89 dB, takes 85 watts in a 0.78 ft³ enclosure to hit the 8.7 mm 70% BL xmax at 20 Hz. Real power varies with frequency and impedance.
89 dB, takes 90 watts in 0.75 ft³ enclosure to hit the 8.7 mm 70% BL xmax at 20 Hz. Real power varies with frequency and impedance.
Distortion & frequency response - TRF measurements
Method recap: Klippel TRF was used for response and harmonics, with the nearfield mic positioned at 1/10th the cone diameter plus 2 inches, on axis. Response was measured to 1 kHz, THD was measured to 500 Hz, and 1/6 octave smoothing was used. Two drive levels were used: 1 volt baseline and 8.5 volts high level, with the high level sweep set under the BL 70 percent rule from LSI for this sample. This sample reached 6.8 mm one way excursion at 20 Hz in free air during the high level sweep.

▶ **Required task 1**
Render the listing as a numbered list with blank lines omitted, running from the line containing "Labeling guideline: look at the image above" through the end of the listing.

▶ **Source data**

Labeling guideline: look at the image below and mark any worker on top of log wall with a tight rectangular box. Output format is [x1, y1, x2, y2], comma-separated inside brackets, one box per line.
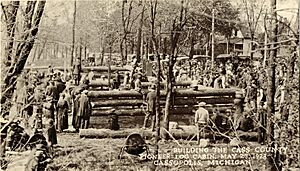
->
[75, 90, 92, 131]
[143, 84, 156, 131]
[134, 74, 142, 92]
[73, 58, 81, 85]
[195, 102, 209, 144]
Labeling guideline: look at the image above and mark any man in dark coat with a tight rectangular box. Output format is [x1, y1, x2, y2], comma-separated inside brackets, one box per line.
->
[73, 58, 81, 85]
[143, 85, 156, 131]
[57, 94, 68, 132]
[76, 90, 91, 130]
[45, 119, 57, 147]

▶ **Required task 2**
Summarize the subwoofer measurement text in two sentences.

▶ **Worked solution 1**
1. Labeling guideline: look at the image above and mark any man in dark coat with a tight rectangular box. Output format is [x1, y1, x2, y2], comma-separated inside brackets, one box per line.
2. ->
3. [73, 58, 81, 85]
4. [143, 85, 156, 131]
5. [57, 94, 68, 132]
6. [76, 90, 91, 130]
7. [45, 119, 57, 147]

▶ **Worked solution 2**
At 89 dB, reaching the 8.7 mm 70% BL xmax at 20 Hz takes 85 watts in a 0.78 ft³ enclosure or 90 watts in a 0.75 ft³ enclosure, though real power varies with frequency and impedance. Klippel TRF measurements with an on-axis nearfield microphone covered response to 1 kHz and THD to 500 Hz at 1-volt and 8.5-volt drive levels, and the sample reached 6.8 mm one-way excursion at 20 Hz in free air during the high-level sweep.